### [Problems and tasks]
1 - Please retype everything in the article on sex testing from "The exact nature" down to "failed to place.".
2 - Condense the paragraph in the article on sex testing that begins "The exact nature of Soundarajan's prior tests" into a shorter version that keeps its main facts.
3 - Name every year mentioned in the article on sex testing, in the order they appear.

As medical science has become more sensitive to and thoughtful about these conditions, the language used to discuss them has evolved as well, moving somewhat away from older terms, like hermaphrodite that are not particularly descriptive from a medical perspective and have become laden with pejorative connotation. At the 2005 Intersex Consensus Meeting, attendees agreed to adopt the term disorder of sexual development, or DSD, to cover the wide range of disorders that prevent an individual from being identified as typically male or typically female. The whole idea behind moving toward a clinical-sounding phrase was exactly that—to move toward a more scientific approach. Along those lines, the term intersex itself has given way for some to DSD as well, although groups like ISNA haven’t changed their names. Disagreement within the intersex community still exists about whether the name change is helpful. Cheryl Chase, executive director of ISNA, told Scientific American it’s her hope that the name change will encourage doctors to see DSDs as lifelong medical conditions. “Now that we’ve accomplished the name change, culture can accomplish a little magic for us.”
IN DECEMBER 2006, Santhi Soundarajan’s career as an elite athlete was about to really hit its stride. She had just won the silver medal in the women’s 800-meter race at the Asian Games in Doha, Qatar, and seemed destined for the 2008 Olympic Games in China. And then, just hours before she was supposed to be honored, her silver medal was taken from her, and she was barred from further competition as a member of the Indian team by the Athletics Federation of India. For doping? Some other form of cheating? No. She failed a sex test. Officials wouldn’t say exactly what the tests showed, but according to the online science magazine Inkling, some anonymous official told the Associated Press that Soundarajan had “more Y chromosomes than allowed.” Of course, one Y chromosome is all it usually takes to make someone genetically male. Here’s the thing, though: Soundarajan had apparently passed sex exams many times before. So what happened?
The exact nature of Soundarajan’s prior tests and the findings of the test that ultimately disqualified her aren’t publicly known, but we can hazard a few good guesses. First of all, it’s quite possible that Soundarajan’s initial exams were simply physical inspections of her genitals, and that she possesses genitals that look sufficiently female to pass such a test. Fears of men masquerading as women in athletic competition are not unfounded, although as far as anyone knows, they are extremely rare. One of the few times it’s actually thought to have occurred was during the 1936 Berlin Games when German Hermann Ratjen competed as Dora in the high jump. Funny thing is, he failed to place.
Soundarajan wouldn’t be the first athlete to pass a sex test and later run into trouble because of a genetic analysis of chromosome makeup that discovered a Y chromosome. The story of Spanish hurdler Maria José Martinez-Patiño became well known when she ran into problems in 1985 with the discovery that she carried a Y chromosome.

### [Items from a data source]
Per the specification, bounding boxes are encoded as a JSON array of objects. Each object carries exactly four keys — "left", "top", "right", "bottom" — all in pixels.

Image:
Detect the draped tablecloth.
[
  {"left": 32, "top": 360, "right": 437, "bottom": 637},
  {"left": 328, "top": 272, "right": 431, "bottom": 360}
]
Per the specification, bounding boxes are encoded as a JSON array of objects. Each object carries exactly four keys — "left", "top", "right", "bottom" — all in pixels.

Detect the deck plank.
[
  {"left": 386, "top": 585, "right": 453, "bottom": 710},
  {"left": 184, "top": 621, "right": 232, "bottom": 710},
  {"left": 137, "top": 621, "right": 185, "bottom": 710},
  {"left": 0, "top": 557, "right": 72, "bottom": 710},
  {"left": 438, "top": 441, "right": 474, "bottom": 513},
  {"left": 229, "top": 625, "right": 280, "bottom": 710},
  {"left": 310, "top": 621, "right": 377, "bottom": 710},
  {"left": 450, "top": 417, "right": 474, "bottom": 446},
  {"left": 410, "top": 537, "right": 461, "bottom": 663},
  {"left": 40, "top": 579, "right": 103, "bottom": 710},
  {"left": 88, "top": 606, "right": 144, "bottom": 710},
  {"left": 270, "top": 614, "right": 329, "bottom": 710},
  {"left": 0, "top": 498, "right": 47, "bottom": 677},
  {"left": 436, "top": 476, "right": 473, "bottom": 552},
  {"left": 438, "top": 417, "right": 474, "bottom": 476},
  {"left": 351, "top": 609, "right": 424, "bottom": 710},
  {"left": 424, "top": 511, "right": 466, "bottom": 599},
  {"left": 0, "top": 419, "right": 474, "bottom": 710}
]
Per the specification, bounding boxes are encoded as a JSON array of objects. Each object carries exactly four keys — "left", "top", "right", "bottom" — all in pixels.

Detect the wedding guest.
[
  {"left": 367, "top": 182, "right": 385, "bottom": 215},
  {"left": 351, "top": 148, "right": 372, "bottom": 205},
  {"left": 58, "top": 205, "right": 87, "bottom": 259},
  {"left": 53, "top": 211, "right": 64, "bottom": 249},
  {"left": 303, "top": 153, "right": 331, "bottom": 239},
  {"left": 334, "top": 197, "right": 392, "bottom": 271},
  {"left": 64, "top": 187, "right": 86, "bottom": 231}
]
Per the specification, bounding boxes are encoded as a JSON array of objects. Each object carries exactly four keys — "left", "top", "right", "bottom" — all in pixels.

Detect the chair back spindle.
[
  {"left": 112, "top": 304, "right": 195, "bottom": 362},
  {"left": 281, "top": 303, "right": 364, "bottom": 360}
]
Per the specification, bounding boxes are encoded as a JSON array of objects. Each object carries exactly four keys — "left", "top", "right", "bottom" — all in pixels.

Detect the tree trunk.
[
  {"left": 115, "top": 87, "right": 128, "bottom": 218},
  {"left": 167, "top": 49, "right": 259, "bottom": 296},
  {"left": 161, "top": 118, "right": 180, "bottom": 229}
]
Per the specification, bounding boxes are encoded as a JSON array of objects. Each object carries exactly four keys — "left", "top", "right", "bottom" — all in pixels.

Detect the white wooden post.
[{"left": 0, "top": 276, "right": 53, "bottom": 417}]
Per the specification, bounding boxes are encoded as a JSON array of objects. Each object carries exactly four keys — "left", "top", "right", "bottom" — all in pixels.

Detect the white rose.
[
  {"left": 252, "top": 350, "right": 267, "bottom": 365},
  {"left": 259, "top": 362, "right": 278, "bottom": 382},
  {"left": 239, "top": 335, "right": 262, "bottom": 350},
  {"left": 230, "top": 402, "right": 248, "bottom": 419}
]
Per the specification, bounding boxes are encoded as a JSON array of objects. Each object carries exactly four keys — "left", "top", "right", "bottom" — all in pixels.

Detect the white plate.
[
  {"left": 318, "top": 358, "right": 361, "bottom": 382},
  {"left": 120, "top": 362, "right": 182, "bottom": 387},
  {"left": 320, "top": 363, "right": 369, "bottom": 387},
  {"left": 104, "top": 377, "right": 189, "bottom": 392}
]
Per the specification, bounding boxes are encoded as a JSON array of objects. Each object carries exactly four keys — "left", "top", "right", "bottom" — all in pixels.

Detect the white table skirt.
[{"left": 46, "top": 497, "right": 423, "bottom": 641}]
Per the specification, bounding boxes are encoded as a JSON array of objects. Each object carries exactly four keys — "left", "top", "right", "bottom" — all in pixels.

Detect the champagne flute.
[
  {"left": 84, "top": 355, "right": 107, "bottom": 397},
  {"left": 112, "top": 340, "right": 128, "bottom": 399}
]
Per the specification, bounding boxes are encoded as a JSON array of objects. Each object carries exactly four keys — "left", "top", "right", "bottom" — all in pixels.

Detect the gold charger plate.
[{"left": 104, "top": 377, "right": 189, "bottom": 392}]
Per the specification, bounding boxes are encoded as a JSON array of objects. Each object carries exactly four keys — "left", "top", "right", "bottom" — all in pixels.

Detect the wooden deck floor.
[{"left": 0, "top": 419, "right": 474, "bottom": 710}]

### [Solutions below]
1 -
The exact nature of Soundarajan’s prior tests and the findings of the test that ultimately disqualified her aren’t publicly known, but we can hazard a few good guesses. First of all, it’s quite possible that Soundarajan’s initial exams were simply physical inspections of her genitals, and that she possesses genitals that look sufficiently female to pass such a test. Fears of men masquerading as women in athletic competition are not unfounded, although as far as anyone knows, they are extremely rare. One of the few times it’s actually thought to have occurred was during the 1936 Berlin Games when German Hermann Ratjen competed as Dora in the high jump. Funny thing is, he failed to place.

2 - Neither Soundarajan's earlier tests nor the findings of the test that disqualified her are publicly known, but a few guesses are possible. Her first exams may have been only physical inspections of her genitals, which may look female enough to pass. Fears of men posing as women in athletics are not unfounded but, as far as anyone knows, such cases are extremely rare. One thought to have occurred was at the 1936 Berlin Games, when German Hermann Ratjen competed as Dora in the high jump and failed to place.

3 - 2005, 2006, 2008, 1936, 1985